Ich habe nochmal darüber nachgedacht und evt. gibt es noch eine Verbesserungsmöglichkeit, zumindest für die Praxis, da nicht zwangsläufig 24h einen Tag bedeuten  :Wink: 

Also nach meinem Verständnis funktioniert es doch so (ggf. korrigiert mich bitte). (Ich vernachläßige jetzt die initiale Wartezeit) 

Ich beginne um sagen wir 15 Uhr online zu spielen und spiele die 4h am Stück durch (jede Minute wurde auch min. ein Paket gesendet). Nun kann ich also frühestens 24h später, also am nächsten Tag um 15 Uhr wieder beginnen online zu spielen. Korrekt?

D.h. möchte ich am nächsten Tag jedoch 14 Uhr beginnen, müßte ich entweder am Vortag auch 14 Uhr beginnen und 4h spielen oder aber 15 Uhr beginnen und darf dann aber nur 3 Stunden spielen. Korrekt?

D.h. das Kontingent von 4h auf 24h ist in der Praxis ungünstig gewählt. Besser wäre hier ein Ansatz von z.B. 4h je 16h, da der normale Mensch ca. 8h schlafen würde und ich die "abziehen" könnte. Damit wäre man in der Verschiebung des Spielbeginnzeitpunktes (je Tag) deutlich flexibler. Das würde allerdings auch bedeuten, wenn ich wirklich die 24h eines Tages voll ausnutzen würde, könnte ich theoretisch max. 2x4h innerhalb 24h, also eines Tages spielen.

Was haltet ihr davon?

----------

## papahuhn

Du kannst um Mitternacht die Regeln flushen und neu einspielen, dann hast Du harte Tagesgrenzen und einen flexiblen Spielbeginn.

----------

## Jean-Paul

Stell doch den Minutenzähler um 00:00h wieder auf Null, dann hast du immer die vollen 24h.

Dazu brauchst du eine Datei in der das Datum und der Zähler steht.

Startest du den PC zu einem beliebigen Zeitpunkt, vergleicht dein cron-script das aktuelle Datum mit dem Eintrag in der Datei. Ist das Datum von gestern, wird das neue Datum gesetzt und der Zähler auf Null gestellt. Das verhindert, dass nach einem reboot - am selben Tag - der Zähler auf Null geht und du kannst dein Kontigent beliebig stückeln.

» Gestellte Aufgabe a:
Beantworte anhand des Textauszugs zur Begrenzung der Online-Spielzeit diese Fragen:
(i) Welches Kontingent schlägt der erste Beitrag anstelle von „4h auf 24h“ vor?
(ii) Zu welchem Zeitpunkt soll man laut papahuhn die Regeln flushen und neu einspielen?
(iii) Was muss laut Jean-Paul in der benötigten Datei stehen?
Der Textauszug und die Datensätze haben unterschiedliche Quellen.

(Teil einer Datendatei)
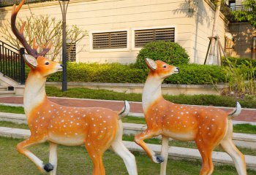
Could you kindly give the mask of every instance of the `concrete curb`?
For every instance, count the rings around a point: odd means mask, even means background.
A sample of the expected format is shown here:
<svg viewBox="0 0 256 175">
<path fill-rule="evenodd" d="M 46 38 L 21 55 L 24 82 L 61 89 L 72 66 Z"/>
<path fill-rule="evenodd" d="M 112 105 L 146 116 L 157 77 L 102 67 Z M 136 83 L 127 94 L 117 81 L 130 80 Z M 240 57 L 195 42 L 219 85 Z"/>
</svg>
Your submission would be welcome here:
<svg viewBox="0 0 256 175">
<path fill-rule="evenodd" d="M 8 121 L 18 124 L 27 124 L 25 114 L 0 112 L 0 121 Z M 135 135 L 143 132 L 147 127 L 143 124 L 124 122 L 124 133 Z M 161 139 L 161 137 L 158 137 Z M 256 135 L 248 133 L 233 133 L 236 145 L 241 147 L 256 149 Z"/>
<path fill-rule="evenodd" d="M 26 139 L 30 136 L 30 131 L 24 129 L 0 127 L 0 136 L 15 139 Z M 124 141 L 125 146 L 131 151 L 144 152 L 144 150 L 135 142 Z M 159 154 L 161 145 L 148 144 L 148 146 L 155 152 Z M 169 156 L 176 159 L 201 160 L 199 151 L 195 149 L 170 147 Z M 233 165 L 231 158 L 225 152 L 213 152 L 212 158 L 214 163 Z M 256 156 L 245 155 L 247 168 L 256 170 Z"/>
</svg>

» Gestellte Aufgabe b: Schreibe die Datensätze neu und ersetze darin „every instance“ überall durch „each instance“. Alles andere bleibt gleich, und die Bilder lässt du in der Antwort weg.

» Erwartete Ausgabe a:
(i) 4h je 16h
(ii) Um Mitternacht
(iii) Das Datum und der Zähler

» Erwartete Ausgabe b:
Could you kindly give the mask of each instance of the `concrete curb`?
For each instance, count the rings around a point: odd means mask, even means background.
A sample of the expected format is shown here:
<svg viewBox="0 0 256 175">
<path fill-rule="evenodd" d="M 46 38 L 21 55 L 24 82 L 61 89 L 72 66 Z"/>
<path fill-rule="evenodd" d="M 112 105 L 146 116 L 157 77 L 102 67 Z M 136 83 L 127 94 L 117 81 L 130 80 Z M 240 57 L 195 42 L 219 85 Z"/>
</svg>
Your submission would be welcome here:
<svg viewBox="0 0 256 175">
<path fill-rule="evenodd" d="M 8 121 L 18 124 L 27 124 L 25 114 L 0 112 L 0 121 Z M 135 135 L 143 132 L 147 127 L 143 124 L 124 122 L 124 133 Z M 161 139 L 161 137 L 158 137 Z M 256 135 L 248 133 L 233 133 L 236 145 L 241 147 L 256 149 Z"/>
<path fill-rule="evenodd" d="M 26 139 L 30 136 L 30 131 L 24 129 L 0 127 L 0 136 L 15 139 Z M 124 141 L 125 146 L 131 151 L 144 152 L 144 150 L 135 142 Z M 159 154 L 161 145 L 148 144 L 148 146 L 155 152 Z M 169 156 L 176 159 L 201 160 L 199 151 L 195 149 L 170 147 Z M 233 165 L 231 158 L 225 152 L 213 152 L 212 158 L 214 163 Z M 256 156 L 245 155 L 247 168 L 256 170 Z"/>
</svg>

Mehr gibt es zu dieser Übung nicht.